═══ TEXT SHOWN ═══

If this bit is one, it means that the \fIdefValue\fR field of the
entry should only be used for returning the default value in
\fBTk_ConfigureInfo\fR.
In calls to \fBTk_ConfigureWidget\fR no default will be supplied
for entries with this flag set; it is assumed that the
caller has already supplied a default value in the target location.
This flag provides a performance optimization where it is expensive
to process the default string: the client can compute the default
once, save the value, and provide it before calling
\fBTk_ConfigureWidget\fR.
.TP
\fBTK_CONFIG_OPTION_SPECIFIED\fR
This bit is
deprecated. It used to be set and cleared by \fBTk_ConfigureWidget\fR
so that callers could detect what entries were specified in
\fIargv\fR, but it was removed because it was inherently
thread-unsafe. Code that wishes to detect what options were specified
should use \fBTk_SetOptions\fR instead.
.PP
The \fBTK_CONFIG_MONO_ONLY\fR and \fBTK_CONFIG_COLOR_ONLY\fR flags are typically
used to specify different default values for
monochrome and color displays. This is done by creating two
entries in \fIspecs\fR that are identical except for their
\fIdefValue\fR and \fIspecFlags\fR fields. One entry should have
the value \fBTK_CONFIG_MONO_ONLY\fR in its \fIspecFlags\fR and the
default value for monochrome displays in its \fIdefValue\fR; the
other entry should have the value \fBTK_CONFIG_COLOR_ONLY\fR in
its \fIspecFlags\fR and the appropriate \fIdefValue\fR for
color displays.

═══ DATA EXCERPTS ═══

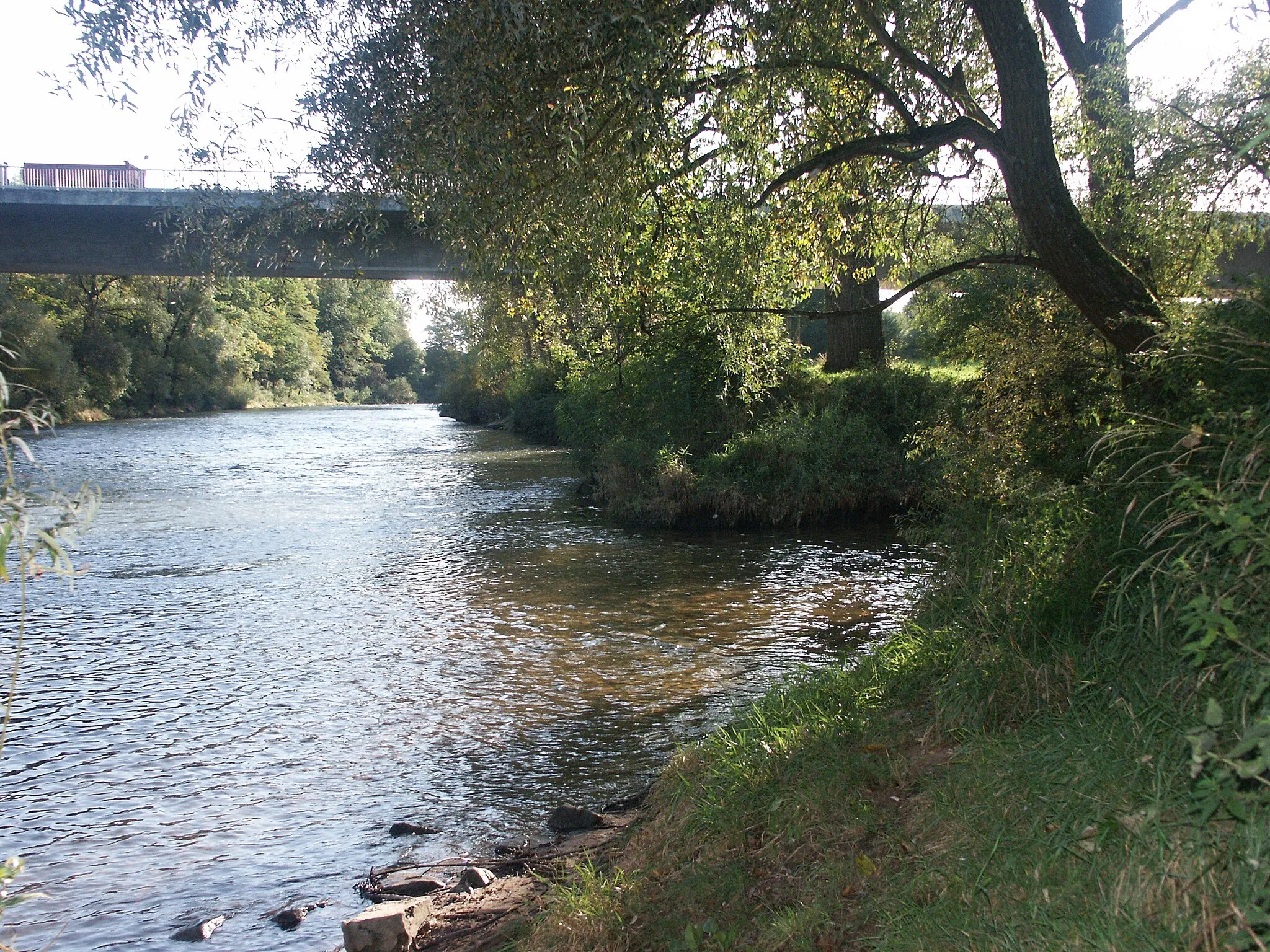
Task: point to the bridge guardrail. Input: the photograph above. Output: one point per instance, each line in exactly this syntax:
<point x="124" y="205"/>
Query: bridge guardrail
<point x="235" y="179"/>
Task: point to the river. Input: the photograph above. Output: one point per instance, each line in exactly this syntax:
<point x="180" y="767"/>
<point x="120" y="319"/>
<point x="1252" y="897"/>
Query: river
<point x="299" y="626"/>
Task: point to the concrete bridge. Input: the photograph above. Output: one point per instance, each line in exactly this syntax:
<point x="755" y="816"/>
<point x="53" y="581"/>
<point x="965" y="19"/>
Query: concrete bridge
<point x="135" y="231"/>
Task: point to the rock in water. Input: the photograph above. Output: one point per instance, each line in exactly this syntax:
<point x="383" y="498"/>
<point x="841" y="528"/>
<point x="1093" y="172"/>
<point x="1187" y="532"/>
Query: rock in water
<point x="290" y="919"/>
<point x="567" y="819"/>
<point x="477" y="878"/>
<point x="386" y="927"/>
<point x="200" y="931"/>
<point x="409" y="883"/>
<point x="520" y="845"/>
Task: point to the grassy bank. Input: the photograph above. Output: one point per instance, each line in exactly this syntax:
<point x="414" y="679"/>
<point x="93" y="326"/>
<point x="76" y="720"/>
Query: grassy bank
<point x="1067" y="747"/>
<point x="848" y="810"/>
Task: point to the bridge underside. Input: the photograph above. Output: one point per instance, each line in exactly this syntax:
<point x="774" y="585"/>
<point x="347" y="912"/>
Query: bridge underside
<point x="117" y="231"/>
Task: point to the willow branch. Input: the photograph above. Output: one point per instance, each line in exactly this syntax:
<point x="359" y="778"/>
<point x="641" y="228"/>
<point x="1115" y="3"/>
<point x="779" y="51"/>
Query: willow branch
<point x="1158" y="22"/>
<point x="1062" y="24"/>
<point x="950" y="86"/>
<point x="968" y="265"/>
<point x="904" y="148"/>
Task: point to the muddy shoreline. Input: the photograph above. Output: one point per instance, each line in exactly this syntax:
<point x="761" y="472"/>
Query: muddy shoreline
<point x="468" y="904"/>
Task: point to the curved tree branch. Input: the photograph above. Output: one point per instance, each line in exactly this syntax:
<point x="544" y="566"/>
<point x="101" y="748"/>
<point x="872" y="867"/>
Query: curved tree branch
<point x="1158" y="22"/>
<point x="906" y="148"/>
<point x="1071" y="45"/>
<point x="966" y="266"/>
<point x="953" y="87"/>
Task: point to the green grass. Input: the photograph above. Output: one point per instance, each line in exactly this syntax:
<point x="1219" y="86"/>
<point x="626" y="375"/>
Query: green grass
<point x="842" y="811"/>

═══

## WORK TO DO
1. In the passage on Tk configuration flags, why was the TK_CONFIG_OPTION_SPECIFIED bit removed?
2. Copy the stretch of the passage on Tk configuration flags from "This flag provides" through "use \fBTk_SetOptions\fR instead.".
Work only from the passage on Tk configuration flags.

## WRITTEN ANSWERS
1. It was inherently thread-unsafe.

2.
This flag provides a performance optimization where it is expensive
to process the default string: the client can compute the default
once, save the value, and provide it before calling
\fBTk_ConfigureWidget\fR.
.TP
\fBTK_CONFIG_OPTION_SPECIFIED\fR
This bit is
deprecated. It used to be set and cleared by \fBTk_ConfigureWidget\fR
so that callers could detect what entries were specified in
\fIargv\fR, but it was removed because it was inherently
thread-unsafe. Code that wishes to detect what options were specified
should use \fBTk_SetOptions\fR instead.